BRIEF =>
Render every line of the entries below as a Markdown table with two columns, No. and Text, where No. is a running row number and Text holds the line, and skip any blank lines.

— BEGIN RECORDS PROVIDED —

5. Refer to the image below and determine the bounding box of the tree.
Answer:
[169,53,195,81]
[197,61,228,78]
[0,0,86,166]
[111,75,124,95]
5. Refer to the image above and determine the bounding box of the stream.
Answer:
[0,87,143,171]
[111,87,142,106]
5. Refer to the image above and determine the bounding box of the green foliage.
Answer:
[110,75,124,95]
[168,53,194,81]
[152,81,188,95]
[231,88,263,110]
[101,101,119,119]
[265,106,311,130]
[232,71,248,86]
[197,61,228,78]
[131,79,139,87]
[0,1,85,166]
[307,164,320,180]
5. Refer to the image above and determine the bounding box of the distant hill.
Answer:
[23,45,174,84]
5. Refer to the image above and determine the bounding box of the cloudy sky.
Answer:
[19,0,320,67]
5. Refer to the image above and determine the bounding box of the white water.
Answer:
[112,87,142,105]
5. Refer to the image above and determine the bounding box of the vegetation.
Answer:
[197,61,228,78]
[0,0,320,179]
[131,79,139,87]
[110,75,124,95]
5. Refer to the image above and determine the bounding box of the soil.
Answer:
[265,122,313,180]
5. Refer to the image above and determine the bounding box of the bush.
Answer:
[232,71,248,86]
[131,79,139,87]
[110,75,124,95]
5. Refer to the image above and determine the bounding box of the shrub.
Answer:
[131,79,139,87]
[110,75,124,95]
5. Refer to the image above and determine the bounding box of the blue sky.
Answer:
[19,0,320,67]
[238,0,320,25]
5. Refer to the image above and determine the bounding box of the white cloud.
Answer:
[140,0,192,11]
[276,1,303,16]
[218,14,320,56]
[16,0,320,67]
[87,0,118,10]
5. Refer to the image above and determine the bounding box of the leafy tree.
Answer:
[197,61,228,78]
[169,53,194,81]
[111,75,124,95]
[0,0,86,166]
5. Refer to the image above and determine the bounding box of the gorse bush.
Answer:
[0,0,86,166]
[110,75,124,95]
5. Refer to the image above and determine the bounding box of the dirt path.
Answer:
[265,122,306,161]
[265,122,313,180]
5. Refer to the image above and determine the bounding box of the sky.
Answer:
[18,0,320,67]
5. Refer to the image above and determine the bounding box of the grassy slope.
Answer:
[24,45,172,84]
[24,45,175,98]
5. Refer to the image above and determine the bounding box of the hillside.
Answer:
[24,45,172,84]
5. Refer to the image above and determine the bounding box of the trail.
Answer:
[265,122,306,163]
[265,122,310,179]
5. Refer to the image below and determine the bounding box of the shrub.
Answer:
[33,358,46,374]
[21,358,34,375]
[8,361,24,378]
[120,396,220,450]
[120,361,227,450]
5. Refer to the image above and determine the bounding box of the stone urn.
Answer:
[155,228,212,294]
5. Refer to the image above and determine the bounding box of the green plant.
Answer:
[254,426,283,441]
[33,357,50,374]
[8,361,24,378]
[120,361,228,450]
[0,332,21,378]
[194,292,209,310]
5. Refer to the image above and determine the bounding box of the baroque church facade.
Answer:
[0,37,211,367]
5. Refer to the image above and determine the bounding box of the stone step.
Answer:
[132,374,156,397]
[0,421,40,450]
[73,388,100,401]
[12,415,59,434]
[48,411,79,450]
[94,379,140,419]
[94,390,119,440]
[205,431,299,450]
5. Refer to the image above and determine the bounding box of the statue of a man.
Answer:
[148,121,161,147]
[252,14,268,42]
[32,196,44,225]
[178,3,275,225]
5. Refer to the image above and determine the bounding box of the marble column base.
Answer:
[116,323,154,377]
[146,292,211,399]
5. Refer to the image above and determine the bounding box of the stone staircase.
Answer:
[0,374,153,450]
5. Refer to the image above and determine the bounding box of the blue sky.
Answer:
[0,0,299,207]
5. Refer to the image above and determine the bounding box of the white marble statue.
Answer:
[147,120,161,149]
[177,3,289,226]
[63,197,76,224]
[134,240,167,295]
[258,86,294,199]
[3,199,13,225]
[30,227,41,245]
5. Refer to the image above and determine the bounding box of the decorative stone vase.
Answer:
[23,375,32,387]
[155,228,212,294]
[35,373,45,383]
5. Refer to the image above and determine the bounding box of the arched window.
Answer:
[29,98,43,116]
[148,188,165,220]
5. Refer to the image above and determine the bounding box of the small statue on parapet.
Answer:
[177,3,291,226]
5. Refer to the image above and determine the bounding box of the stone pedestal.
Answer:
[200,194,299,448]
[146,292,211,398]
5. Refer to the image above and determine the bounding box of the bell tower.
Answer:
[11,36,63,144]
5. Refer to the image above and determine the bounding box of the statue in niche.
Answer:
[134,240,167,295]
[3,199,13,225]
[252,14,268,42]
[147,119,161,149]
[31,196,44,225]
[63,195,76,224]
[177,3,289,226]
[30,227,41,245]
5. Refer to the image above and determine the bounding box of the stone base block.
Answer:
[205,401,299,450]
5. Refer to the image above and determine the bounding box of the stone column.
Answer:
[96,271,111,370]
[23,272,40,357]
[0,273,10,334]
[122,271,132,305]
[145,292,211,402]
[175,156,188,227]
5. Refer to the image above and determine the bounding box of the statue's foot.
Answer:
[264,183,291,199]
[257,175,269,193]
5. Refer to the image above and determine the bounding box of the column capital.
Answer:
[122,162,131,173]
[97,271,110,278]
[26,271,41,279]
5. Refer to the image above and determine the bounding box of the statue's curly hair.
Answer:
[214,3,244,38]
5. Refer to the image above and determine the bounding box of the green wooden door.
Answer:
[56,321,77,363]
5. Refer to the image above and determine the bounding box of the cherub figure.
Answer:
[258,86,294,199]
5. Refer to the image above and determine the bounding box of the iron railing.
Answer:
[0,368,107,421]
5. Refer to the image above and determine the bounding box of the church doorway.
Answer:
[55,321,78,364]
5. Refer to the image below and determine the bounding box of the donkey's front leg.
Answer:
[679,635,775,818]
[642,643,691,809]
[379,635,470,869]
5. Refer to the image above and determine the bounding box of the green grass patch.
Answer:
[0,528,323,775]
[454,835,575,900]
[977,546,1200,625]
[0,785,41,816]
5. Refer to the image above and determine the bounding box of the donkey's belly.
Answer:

— END RECORDS PROVIDED —

TASK SOLUTION =>
| No. | Text |
|---|---|
| 1 | 5. Refer to the image below and determine the bounding box of the tree. |
| 2 | Answer: |
| 3 | [169,53,195,81] |
| 4 | [197,61,228,78] |
| 5 | [0,0,86,166] |
| 6 | [111,75,124,95] |
| 7 | 5. Refer to the image above and determine the bounding box of the stream. |
| 8 | Answer: |
| 9 | [0,87,143,171] |
| 10 | [111,87,142,106] |
| 11 | 5. Refer to the image above and determine the bounding box of the green foliage. |
| 12 | Answer: |
| 13 | [110,75,124,95] |
| 14 | [168,53,194,81] |
| 15 | [152,81,188,95] |
| 16 | [231,88,263,110] |
| 17 | [101,101,119,119] |
| 18 | [265,106,311,130] |
| 19 | [232,71,248,86] |
| 20 | [197,61,228,78] |
| 21 | [131,79,139,87] |
| 22 | [0,1,85,166] |
| 23 | [307,164,320,180] |
| 24 | 5. Refer to the image above and determine the bounding box of the distant hill. |
| 25 | Answer: |
| 26 | [23,45,174,84] |
| 27 | 5. Refer to the image above and determine the bounding box of the cloudy sky. |
| 28 | Answer: |
| 29 | [19,0,320,67] |
| 30 | 5. Refer to the image above and determine the bounding box of the white water. |
| 31 | Answer: |
| 32 | [112,87,142,105] |
| 33 | 5. Refer to the image above and determine the bounding box of the vegetation. |
| 34 | Answer: |
| 35 | [197,61,228,78] |
| 36 | [0,0,320,179] |
| 37 | [131,79,139,87] |
| 38 | [110,75,124,95] |
| 39 | 5. Refer to the image above and determine the bounding box of the soil. |
| 40 | Answer: |
| 41 | [265,122,313,180] |
| 42 | 5. Refer to the image above and determine the bounding box of the bush. |
| 43 | Answer: |
| 44 | [232,71,248,86] |
| 45 | [131,79,139,87] |
| 46 | [110,75,124,95] |
| 47 | 5. Refer to the image above and determine the bounding box of the shrub. |
| 48 | Answer: |
| 49 | [131,79,139,87] |
| 50 | [110,75,124,95] |
| 51 | 5. Refer to the image above and determine the bounding box of the blue sky. |
| 52 | Answer: |
| 53 | [19,0,320,67] |
| 54 | [238,0,320,25] |
| 55 | 5. Refer to the image above and determine the bounding box of the white cloud. |
| 56 | Answer: |
| 57 | [140,0,192,11] |
| 58 | [276,1,303,16] |
| 59 | [218,14,320,56] |
| 60 | [16,0,320,67] |
| 61 | [87,0,118,10] |
| 62 | 5. Refer to the image above and determine the bounding box of the leafy tree. |
| 63 | Answer: |
| 64 | [197,61,228,78] |
| 65 | [169,53,194,81] |
| 66 | [111,75,124,95] |
| 67 | [0,0,86,166] |
| 68 | 5. Refer to the image above and determine the bounding box of the gorse bush. |
| 69 | Answer: |
| 70 | [0,0,86,166] |
| 71 | [110,75,124,95] |
| 72 | 5. Refer to the image above and determine the bounding box of the dirt path. |
| 73 | Answer: |
| 74 | [265,122,306,161] |
| 75 | [265,122,313,180] |
| 76 | 5. Refer to the image above and determine the bounding box of the sky. |
| 77 | Answer: |
| 78 | [18,0,320,67] |
| 79 | 5. Refer to the image above and determine the bounding box of the grassy slope. |
| 80 | Answer: |
| 81 | [24,45,172,84] |
| 82 | [24,45,175,98] |
| 83 | 5. Refer to the image above and determine the bounding box of the hillside. |
| 84 | Answer: |
| 85 | [24,45,172,84] |
| 86 | 5. Refer to the image above and determine the bounding box of the trail. |
| 87 | Answer: |
| 88 | [265,122,306,163] |
| 89 | [265,122,310,179] |
| 90 | 5. Refer to the image below and determine the bounding box of the shrub. |
| 91 | Answer: |
| 92 | [33,358,46,374] |
| 93 | [21,358,34,375] |
| 94 | [8,361,24,378] |
| 95 | [120,396,220,450] |
| 96 | [120,361,227,450] |
| 97 | 5. Refer to the image above and determine the bounding box of the stone urn. |
| 98 | Answer: |
| 99 | [155,228,212,294] |
| 100 | 5. Refer to the image above and determine the bounding box of the green plant. |
| 101 | Answer: |
| 102 | [254,426,283,441] |
| 103 | [33,357,50,374] |
| 104 | [8,361,24,378] |
| 105 | [120,361,228,450] |
| 106 | [0,332,21,378] |
| 107 | [194,292,209,310] |
| 108 | 5. Refer to the image above and determine the bounding box of the baroque church facade. |
| 109 | Answer: |
| 110 | [0,37,211,367] |
| 111 | 5. Refer to the image above and determine the bounding box of the stone step. |
| 112 | Answer: |
| 113 | [132,374,156,397] |
| 114 | [0,421,40,450] |
| 115 | [73,388,100,401] |
| 116 | [12,415,59,434] |
| 117 | [48,411,79,450] |
| 118 | [94,379,140,419] |
| 119 | [94,390,119,440] |
| 120 | [205,431,299,450] |
| 121 | 5. Refer to the image above and determine the bounding box of the statue of a man. |
| 122 | Answer: |
| 123 | [148,121,161,147] |
| 124 | [252,14,268,42] |
| 125 | [32,196,44,225] |
| 126 | [178,3,275,225] |
| 127 | 5. Refer to the image above and determine the bounding box of the marble column base. |
| 128 | Answer: |
| 129 | [116,323,154,377] |
| 130 | [146,292,211,399] |
| 131 | 5. Refer to the image above and determine the bounding box of the stone staircase. |
| 132 | Answer: |
| 133 | [0,374,153,450] |
| 134 | 5. Refer to the image above and determine the bounding box of the blue sky. |
| 135 | Answer: |
| 136 | [0,0,299,207] |
| 137 | 5. Refer to the image above and determine the bounding box of the white marble statue. |
| 138 | Answer: |
| 139 | [147,120,161,149] |
| 140 | [177,3,289,226] |
| 141 | [63,197,76,224] |
| 142 | [134,240,167,295] |
| 143 | [258,86,294,199] |
| 144 | [3,199,13,225] |
| 145 | [30,227,41,245] |
| 146 | 5. Refer to the image above and determine the bounding box of the decorative stone vase. |
| 147 | Answer: |
| 148 | [23,375,32,387] |
| 149 | [155,228,212,294] |
| 150 | [35,373,45,383] |
| 151 | 5. Refer to the image above and determine the bounding box of the arched window. |
| 152 | Answer: |
| 153 | [29,98,43,116] |
| 154 | [148,188,165,220] |
| 155 | 5. Refer to the image above and determine the bounding box of the small statue on parapet. |
| 156 | Answer: |
| 157 | [177,3,291,226] |
| 158 | 5. Refer to the image above and determine the bounding box of the stone pedestal. |
| 159 | Answer: |
| 160 | [200,194,299,448] |
| 161 | [146,292,211,398] |
| 162 | 5. Refer to the image above and determine the bounding box of the bell tower. |
| 163 | Answer: |
| 164 | [11,36,63,144] |
| 165 | 5. Refer to the image above and determine the bounding box of the statue in niche. |
| 166 | Answer: |
| 167 | [134,240,167,295] |
| 168 | [3,199,13,225] |
| 169 | [252,14,268,42] |
| 170 | [147,119,161,149] |
| 171 | [31,196,44,225] |
| 172 | [63,195,76,224] |
| 173 | [177,3,289,226] |
| 174 | [30,227,41,245] |
| 175 | 5. Refer to the image above and determine the bounding box of the stone base block. |
| 176 | Answer: |
| 177 | [205,401,299,450] |
| 178 | 5. Refer to the image above and determine the bounding box of the stone column. |
| 179 | Answer: |
| 180 | [96,271,111,370] |
| 181 | [23,272,40,357] |
| 182 | [0,273,10,334] |
| 183 | [122,271,132,305] |
| 184 | [145,292,211,402] |
| 185 | [175,156,188,227] |
| 186 | 5. Refer to the image above and determine the bounding box of the statue's foot. |
| 187 | Answer: |
| 188 | [264,183,291,199] |
| 189 | [257,175,269,193] |
| 190 | 5. Refer to the image above and determine the bounding box of the column capital. |
| 191 | Answer: |
| 192 | [122,162,131,173] |
| 193 | [97,271,110,278] |
| 194 | [26,271,41,279] |
| 195 | 5. Refer to the image above and determine the bounding box of the statue's curly hair. |
| 196 | Answer: |
| 197 | [214,3,244,38] |
| 198 | 5. Refer to the image above and determine the bounding box of the green wooden door. |
| 199 | Answer: |
| 200 | [56,321,77,363] |
| 201 | 5. Refer to the image above and determine the bounding box of the cherub figure. |
| 202 | Answer: |
| 203 | [258,86,294,199] |
| 204 | 5. Refer to the image above and determine the bounding box of the iron railing. |
| 205 | Answer: |
| 206 | [0,368,107,421] |
| 207 | 5. Refer to the image above and determine the bounding box of the church doorway. |
| 208 | Answer: |
| 209 | [55,321,78,364] |
| 210 | 5. Refer to the image below and determine the bounding box of the donkey's front leg. |
| 211 | Answer: |
| 212 | [679,635,775,818] |
| 213 | [642,643,691,809] |
| 214 | [379,635,470,869] |
| 215 | 5. Refer to the image above and determine the bounding box of the green grass patch. |
| 216 | Answer: |
| 217 | [0,528,323,775] |
| 218 | [454,835,575,900] |
| 219 | [977,546,1200,625] |
| 220 | [0,785,41,816] |
| 221 | 5. Refer to the image above and determine the bounding box of the donkey's belly. |
| 222 | Answer: |